=== Records supplied ===

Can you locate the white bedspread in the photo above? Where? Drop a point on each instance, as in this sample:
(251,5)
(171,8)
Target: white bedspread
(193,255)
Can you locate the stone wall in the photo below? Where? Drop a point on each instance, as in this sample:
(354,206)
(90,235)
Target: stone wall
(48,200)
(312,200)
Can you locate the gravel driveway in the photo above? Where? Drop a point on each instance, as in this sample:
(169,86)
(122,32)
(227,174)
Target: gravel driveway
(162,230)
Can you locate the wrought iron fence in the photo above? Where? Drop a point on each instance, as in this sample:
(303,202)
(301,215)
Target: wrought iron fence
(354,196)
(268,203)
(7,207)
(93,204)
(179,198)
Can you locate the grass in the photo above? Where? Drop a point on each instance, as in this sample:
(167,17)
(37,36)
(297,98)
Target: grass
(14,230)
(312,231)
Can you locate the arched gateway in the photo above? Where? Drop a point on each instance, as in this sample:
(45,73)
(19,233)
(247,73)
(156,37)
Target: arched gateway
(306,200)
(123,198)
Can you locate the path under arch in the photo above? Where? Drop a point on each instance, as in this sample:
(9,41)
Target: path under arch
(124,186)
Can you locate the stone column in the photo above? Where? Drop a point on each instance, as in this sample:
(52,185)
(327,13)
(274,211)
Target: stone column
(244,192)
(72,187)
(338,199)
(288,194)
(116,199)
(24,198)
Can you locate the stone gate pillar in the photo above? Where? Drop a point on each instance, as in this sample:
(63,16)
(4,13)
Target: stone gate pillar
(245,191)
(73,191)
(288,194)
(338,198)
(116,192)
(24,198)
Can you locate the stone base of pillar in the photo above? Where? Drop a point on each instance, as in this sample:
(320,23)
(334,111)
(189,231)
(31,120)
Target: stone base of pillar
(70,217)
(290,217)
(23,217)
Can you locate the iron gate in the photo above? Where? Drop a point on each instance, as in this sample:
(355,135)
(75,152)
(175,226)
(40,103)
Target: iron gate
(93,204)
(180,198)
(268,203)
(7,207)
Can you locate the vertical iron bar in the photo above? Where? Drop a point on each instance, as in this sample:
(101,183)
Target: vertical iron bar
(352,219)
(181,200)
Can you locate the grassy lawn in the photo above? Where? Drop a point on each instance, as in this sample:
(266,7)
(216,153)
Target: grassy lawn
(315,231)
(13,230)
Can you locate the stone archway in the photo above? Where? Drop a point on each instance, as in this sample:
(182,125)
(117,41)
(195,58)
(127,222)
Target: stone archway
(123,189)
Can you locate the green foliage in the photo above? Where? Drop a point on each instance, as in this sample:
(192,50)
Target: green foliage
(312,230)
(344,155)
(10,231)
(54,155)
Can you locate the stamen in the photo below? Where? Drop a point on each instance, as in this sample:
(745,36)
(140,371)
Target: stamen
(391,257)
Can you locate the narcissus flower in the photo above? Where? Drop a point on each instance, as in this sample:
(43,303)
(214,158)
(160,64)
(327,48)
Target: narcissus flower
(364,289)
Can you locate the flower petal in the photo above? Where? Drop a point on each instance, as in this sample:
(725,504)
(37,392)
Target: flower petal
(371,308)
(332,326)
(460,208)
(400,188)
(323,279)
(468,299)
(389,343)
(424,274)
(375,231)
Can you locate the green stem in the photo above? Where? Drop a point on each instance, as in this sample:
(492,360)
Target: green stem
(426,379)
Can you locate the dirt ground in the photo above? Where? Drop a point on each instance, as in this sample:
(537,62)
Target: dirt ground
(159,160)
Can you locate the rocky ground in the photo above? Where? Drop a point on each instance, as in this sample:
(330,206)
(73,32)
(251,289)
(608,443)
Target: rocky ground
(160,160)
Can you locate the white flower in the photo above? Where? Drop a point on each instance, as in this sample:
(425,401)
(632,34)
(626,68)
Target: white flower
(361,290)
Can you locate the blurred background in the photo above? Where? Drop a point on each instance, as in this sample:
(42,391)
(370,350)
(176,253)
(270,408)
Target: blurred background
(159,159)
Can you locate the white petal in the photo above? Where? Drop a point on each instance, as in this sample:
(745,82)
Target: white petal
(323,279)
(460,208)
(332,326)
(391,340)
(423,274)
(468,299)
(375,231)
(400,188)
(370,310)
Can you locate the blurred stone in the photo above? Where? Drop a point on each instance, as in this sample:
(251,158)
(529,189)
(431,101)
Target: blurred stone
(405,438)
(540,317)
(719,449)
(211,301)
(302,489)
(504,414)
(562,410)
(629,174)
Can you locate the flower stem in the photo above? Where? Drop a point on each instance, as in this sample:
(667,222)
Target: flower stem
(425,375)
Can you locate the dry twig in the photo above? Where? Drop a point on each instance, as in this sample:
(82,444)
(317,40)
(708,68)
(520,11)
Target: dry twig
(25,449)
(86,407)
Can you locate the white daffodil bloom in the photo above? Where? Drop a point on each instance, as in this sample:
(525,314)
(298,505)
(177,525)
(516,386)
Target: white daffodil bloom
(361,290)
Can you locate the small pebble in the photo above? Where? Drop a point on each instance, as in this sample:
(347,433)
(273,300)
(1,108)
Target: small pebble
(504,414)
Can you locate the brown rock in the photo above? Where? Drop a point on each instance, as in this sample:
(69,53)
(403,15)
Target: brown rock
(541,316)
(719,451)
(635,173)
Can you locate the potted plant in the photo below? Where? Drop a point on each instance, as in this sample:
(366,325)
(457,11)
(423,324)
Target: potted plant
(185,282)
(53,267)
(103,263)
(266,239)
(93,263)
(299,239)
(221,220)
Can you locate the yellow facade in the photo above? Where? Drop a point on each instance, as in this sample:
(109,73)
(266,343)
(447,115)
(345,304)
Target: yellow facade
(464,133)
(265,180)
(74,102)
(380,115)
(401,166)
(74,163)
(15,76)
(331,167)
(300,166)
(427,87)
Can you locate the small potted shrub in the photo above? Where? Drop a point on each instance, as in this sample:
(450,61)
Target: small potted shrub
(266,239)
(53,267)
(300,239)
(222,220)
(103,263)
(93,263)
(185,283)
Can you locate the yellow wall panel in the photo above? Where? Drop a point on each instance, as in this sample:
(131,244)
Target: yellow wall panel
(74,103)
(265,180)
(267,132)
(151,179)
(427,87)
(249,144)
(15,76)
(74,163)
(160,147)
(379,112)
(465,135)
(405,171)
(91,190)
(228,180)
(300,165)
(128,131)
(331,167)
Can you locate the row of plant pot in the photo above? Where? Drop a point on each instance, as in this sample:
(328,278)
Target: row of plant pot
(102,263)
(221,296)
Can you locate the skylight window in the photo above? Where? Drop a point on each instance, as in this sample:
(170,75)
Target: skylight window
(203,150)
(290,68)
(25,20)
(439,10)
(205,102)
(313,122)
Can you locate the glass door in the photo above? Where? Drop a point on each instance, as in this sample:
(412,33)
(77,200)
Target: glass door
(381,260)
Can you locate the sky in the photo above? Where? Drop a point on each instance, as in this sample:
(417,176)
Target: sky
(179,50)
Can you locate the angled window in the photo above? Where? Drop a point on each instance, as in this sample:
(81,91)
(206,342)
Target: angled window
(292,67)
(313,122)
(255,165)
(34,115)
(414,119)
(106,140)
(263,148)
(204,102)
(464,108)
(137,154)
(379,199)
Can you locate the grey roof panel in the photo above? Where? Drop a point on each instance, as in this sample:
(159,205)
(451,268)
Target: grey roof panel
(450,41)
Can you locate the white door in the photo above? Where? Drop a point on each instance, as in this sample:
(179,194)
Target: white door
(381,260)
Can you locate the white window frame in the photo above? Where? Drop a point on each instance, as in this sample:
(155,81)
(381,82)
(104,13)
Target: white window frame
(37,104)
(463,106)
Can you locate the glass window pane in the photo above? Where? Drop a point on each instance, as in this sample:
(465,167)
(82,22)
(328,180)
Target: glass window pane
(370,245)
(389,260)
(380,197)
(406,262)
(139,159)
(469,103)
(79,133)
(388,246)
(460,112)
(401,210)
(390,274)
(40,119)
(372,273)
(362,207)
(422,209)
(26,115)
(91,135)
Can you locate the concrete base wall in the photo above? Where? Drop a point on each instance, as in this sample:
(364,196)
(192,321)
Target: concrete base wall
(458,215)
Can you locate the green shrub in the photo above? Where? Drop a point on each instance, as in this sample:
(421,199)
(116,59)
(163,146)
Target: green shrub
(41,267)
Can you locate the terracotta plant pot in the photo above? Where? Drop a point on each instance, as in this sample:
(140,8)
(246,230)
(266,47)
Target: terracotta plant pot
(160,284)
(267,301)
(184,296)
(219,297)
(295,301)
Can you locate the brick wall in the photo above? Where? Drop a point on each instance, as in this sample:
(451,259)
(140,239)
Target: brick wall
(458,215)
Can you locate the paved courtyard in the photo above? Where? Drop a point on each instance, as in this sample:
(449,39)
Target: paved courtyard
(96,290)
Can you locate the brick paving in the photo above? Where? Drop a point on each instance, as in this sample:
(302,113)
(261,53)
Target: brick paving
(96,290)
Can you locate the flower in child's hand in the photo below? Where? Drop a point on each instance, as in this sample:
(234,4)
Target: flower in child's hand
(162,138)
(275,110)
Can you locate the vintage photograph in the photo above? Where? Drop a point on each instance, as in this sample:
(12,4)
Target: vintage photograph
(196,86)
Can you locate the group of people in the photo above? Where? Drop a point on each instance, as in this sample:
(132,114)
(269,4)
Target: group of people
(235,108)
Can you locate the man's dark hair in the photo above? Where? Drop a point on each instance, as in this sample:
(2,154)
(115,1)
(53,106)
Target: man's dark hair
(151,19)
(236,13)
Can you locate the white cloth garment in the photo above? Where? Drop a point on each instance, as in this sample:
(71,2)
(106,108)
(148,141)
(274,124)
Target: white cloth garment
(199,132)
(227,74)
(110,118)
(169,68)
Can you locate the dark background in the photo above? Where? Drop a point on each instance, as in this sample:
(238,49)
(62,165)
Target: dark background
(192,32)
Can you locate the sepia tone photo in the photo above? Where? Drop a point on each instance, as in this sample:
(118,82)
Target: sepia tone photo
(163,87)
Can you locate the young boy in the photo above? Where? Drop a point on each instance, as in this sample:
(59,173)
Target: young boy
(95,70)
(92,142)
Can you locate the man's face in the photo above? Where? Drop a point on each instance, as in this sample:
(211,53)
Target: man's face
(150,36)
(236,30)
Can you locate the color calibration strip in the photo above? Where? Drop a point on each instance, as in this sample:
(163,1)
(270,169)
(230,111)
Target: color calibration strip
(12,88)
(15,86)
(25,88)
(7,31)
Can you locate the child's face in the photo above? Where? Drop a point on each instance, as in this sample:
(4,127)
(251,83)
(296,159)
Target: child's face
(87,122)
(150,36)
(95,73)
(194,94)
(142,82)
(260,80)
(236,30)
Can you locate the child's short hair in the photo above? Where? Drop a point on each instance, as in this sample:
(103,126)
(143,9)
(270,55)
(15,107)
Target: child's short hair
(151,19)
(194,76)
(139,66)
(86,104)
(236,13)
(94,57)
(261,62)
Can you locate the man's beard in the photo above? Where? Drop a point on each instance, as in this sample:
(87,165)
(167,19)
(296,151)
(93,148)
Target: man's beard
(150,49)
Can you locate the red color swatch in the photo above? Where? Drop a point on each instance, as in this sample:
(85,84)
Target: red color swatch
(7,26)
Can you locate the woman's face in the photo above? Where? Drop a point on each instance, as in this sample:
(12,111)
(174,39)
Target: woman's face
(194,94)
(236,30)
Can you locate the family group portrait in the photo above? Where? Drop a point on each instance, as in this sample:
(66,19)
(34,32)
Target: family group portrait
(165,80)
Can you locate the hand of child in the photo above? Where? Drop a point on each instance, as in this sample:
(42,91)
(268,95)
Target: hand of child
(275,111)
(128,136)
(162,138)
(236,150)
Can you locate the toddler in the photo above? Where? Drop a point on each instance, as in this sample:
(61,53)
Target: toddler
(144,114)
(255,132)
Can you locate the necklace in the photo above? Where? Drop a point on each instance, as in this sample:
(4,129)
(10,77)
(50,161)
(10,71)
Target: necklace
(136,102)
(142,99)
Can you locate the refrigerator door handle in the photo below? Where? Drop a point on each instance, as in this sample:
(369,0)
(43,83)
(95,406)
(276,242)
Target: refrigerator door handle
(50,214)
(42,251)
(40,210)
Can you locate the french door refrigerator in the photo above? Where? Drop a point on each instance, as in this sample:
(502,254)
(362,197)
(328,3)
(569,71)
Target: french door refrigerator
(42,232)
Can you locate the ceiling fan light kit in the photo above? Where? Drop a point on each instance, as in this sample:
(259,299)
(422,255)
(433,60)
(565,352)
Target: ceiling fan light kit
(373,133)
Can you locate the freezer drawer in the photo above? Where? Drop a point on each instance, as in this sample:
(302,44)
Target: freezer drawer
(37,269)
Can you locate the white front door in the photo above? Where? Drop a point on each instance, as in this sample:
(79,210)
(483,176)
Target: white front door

=== Directions ===
Where a line above holds the string "front", show that line.

=== Output of the task ===
Can you locate the white front door in the photo above? Where? Drop a point on each instance, as in this sample:
Target: white front door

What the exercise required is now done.